Provided text ->

File directory = // ...

if (directory.isDirectory()) {
    String[] list = directory.list();

    if (list != null) {
        for (String file : list) {
            // ...
        }
    }
}

Was that null check really necessary? Most I/O operations produce IOExceptions, but this one returns null. Null cannot hold any error message indicating why the I/O error occurred. So this is wrong in three ways:

  • Null does not help in finding the error
  • Null does not allow to distinguish I/O errors from the File instance not being a directory
  • Everyone will keep forgetting about null, here

In collection contexts, the notion of “absence” is best implemented by empty arrays or collections. Having an “absent” array or collection is hardly ever useful, except again, for lazy initialisation.

The Rule: Arrays or Collections should never be null. tweet this

7. Avoid state, be functional

What’s nice about HTTP is the fact that it is stateless. All relevant state is transferred in each request and in each response. This is essential to the naming of REST: Representational State Transfer. This is awesome when done in Java as well. Think of it in terms of rule number 2 when methods receive stateful parameter objects. Things can be so much simpler if state is transferred in such objects, rather than manipulated from the outside. Take JDBC, for instance. The following example fetches a cursor from a stored procedure:

CallableStatement s =
  connection.prepareCall("{ ? = ... }");

// Verbose manipulation of statement state:
s.registerOutParameter(1, cursor);
s.setString(2, "abc");
s.execute();
ResultSet rs = s.getObject(1);

// Verbose manipulation of result set state:
rs.next();
rs.next();

These are the things that make JDBC such an awkward API to deal with. Each object is incredibly stateful and hard to manipulate. Concretely, there are two major issues:

  • It is very hard to correctly deal with stateful APIs in multi-threaded environments
  • It is very hard to make stateful resources globally available, as the state is not documented
State is like a box of chocolates
Theatrical poster for Forrest Gump, Copyright © 1994 by Paramount Pictures. All Rights Reserved. It is believed that the above usage fulfils what is known as Fair Use

The Rule: Implement more of a functional style. Pass state through method arguments. Manipulate less object state. tweet this

8. Short-circuit equals()

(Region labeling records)

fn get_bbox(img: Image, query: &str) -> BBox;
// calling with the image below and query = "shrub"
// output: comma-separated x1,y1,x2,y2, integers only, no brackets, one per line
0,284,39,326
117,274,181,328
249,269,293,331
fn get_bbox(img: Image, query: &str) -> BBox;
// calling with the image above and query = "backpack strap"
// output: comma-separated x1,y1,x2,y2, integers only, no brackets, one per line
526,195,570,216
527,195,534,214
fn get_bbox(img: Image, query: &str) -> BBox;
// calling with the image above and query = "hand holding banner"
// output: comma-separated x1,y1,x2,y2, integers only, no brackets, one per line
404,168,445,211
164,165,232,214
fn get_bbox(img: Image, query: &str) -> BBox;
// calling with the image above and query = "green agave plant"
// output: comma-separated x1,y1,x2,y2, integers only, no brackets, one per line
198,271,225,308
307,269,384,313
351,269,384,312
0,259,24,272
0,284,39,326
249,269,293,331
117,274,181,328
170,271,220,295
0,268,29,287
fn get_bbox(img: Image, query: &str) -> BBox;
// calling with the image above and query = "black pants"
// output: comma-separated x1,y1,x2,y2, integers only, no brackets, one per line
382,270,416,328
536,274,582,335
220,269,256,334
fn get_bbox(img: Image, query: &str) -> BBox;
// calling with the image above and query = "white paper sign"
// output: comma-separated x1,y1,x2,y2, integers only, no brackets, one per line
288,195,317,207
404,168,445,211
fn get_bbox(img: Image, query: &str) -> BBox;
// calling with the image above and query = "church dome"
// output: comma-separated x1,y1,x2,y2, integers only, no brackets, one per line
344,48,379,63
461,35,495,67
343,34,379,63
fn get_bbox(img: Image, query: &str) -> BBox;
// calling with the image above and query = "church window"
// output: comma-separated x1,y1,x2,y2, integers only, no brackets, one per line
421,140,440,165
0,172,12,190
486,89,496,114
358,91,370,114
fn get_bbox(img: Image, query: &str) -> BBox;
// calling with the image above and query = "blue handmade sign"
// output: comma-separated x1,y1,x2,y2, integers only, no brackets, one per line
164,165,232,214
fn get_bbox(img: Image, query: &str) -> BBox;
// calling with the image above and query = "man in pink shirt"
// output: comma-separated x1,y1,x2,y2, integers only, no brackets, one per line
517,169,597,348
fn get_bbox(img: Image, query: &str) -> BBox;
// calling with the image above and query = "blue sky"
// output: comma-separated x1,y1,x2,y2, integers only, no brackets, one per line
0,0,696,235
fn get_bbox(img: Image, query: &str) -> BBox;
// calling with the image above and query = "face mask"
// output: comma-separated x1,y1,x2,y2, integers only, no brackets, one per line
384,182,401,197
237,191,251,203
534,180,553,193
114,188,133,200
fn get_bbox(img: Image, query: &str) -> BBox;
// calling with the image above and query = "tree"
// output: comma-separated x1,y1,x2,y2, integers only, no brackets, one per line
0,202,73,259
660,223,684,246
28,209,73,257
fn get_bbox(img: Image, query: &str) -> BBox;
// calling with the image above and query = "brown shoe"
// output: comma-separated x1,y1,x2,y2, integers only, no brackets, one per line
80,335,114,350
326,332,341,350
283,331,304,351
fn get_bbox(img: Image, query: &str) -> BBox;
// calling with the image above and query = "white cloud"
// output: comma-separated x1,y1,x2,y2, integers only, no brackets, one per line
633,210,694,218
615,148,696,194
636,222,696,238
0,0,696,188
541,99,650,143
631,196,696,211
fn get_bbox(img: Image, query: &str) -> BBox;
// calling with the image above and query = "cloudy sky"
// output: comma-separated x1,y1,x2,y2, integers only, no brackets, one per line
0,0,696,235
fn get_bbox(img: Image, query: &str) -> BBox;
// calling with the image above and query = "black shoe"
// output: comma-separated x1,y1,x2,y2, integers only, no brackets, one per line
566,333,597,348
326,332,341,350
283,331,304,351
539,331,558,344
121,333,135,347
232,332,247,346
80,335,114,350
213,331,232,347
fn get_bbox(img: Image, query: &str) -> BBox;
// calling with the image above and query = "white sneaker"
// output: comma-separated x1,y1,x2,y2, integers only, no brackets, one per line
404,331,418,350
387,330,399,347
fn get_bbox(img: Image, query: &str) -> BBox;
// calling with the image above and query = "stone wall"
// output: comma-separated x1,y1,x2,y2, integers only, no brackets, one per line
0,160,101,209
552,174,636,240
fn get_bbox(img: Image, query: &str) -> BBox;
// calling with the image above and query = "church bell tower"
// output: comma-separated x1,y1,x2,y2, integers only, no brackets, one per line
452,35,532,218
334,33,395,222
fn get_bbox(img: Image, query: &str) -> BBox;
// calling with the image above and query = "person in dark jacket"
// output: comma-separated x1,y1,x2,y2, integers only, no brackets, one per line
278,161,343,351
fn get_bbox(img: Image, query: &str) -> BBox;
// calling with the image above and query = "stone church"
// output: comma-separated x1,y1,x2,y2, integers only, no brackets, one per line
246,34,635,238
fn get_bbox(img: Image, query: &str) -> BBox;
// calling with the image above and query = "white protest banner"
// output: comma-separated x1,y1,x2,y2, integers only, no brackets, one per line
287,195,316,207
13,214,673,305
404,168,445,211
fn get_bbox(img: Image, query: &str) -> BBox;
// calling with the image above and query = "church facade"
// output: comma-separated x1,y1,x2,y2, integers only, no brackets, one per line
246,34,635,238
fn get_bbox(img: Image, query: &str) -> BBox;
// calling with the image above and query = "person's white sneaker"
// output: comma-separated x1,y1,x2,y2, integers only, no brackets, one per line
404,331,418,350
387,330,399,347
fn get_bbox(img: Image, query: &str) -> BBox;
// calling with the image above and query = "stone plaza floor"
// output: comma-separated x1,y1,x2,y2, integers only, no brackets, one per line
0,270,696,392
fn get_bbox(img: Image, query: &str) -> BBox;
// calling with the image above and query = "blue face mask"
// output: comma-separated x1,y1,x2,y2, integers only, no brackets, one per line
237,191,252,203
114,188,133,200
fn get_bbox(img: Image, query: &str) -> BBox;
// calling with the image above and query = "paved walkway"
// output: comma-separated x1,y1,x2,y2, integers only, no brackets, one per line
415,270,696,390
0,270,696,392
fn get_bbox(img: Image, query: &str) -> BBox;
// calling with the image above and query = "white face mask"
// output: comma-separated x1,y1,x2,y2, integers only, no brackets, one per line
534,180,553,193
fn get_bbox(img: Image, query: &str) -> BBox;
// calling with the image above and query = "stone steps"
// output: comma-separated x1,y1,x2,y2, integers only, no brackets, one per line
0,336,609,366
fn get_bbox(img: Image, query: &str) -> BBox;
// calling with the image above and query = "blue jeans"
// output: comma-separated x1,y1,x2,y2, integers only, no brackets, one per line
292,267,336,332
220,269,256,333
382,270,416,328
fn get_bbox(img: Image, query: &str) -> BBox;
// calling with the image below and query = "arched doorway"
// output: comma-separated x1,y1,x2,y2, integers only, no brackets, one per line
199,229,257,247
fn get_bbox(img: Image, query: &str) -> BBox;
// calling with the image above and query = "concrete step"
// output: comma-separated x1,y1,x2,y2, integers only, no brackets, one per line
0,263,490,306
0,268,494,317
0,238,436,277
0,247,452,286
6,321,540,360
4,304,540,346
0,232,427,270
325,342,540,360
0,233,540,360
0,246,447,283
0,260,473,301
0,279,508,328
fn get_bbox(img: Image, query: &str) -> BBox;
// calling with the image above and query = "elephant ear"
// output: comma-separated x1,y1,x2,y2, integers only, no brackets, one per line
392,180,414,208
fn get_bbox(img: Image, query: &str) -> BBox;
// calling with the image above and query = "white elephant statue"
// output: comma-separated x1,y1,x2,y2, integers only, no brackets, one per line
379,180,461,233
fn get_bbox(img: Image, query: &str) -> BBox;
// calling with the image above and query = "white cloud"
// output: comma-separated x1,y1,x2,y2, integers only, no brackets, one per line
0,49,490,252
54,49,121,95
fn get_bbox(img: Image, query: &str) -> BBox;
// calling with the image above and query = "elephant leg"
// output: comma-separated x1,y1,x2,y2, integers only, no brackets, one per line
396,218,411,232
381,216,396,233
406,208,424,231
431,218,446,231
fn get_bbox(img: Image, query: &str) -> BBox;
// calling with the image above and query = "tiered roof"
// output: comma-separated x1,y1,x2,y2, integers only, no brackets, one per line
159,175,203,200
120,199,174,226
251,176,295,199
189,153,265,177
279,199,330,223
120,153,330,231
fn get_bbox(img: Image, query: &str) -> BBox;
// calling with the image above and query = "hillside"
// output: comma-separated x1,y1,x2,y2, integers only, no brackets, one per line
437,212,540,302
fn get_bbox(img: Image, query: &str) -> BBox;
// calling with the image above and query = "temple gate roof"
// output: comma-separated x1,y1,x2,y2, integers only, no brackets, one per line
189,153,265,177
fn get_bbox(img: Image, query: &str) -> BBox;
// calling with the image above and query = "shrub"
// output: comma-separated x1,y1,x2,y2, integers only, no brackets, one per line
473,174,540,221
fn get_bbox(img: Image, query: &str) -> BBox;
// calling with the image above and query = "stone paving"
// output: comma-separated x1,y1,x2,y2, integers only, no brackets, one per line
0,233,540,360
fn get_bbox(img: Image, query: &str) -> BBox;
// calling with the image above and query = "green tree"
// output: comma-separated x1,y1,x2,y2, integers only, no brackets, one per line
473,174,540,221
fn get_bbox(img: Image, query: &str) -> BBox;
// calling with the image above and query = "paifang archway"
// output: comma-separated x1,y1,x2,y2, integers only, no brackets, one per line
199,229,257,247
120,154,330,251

Parts of the exercise ->
[A] Print the passage on Java coding rules from "if (list != null)" to "for lazy initialisation.".
[B] Count the lines of the records that contain the string "elephant", matching case exactly. Give only the number.
The text and the records were taken from separate, unrelated sources.

Answers by task ->
[A]
if (list != null) {
        for (String file : list) {
            // ...
        }
    }
}

Was that null check really necessary? Most I/O operations produce IOExceptions, but this one returns null. Null cannot hold any error message indicating why the I/O error occurred. So this is wrong in three ways:

  • Null does not help in finding the error
  • Null does not allow to distinguish I/O errors from the File instance not being a directory
  • Everyone will keep forgetting about null, here

In collection contexts, the notion of “absence” is best implemented by empty arrays or collections. Having an “absent” array or collection is hardly ever useful, except again, for lazy initialisation.

[B] 3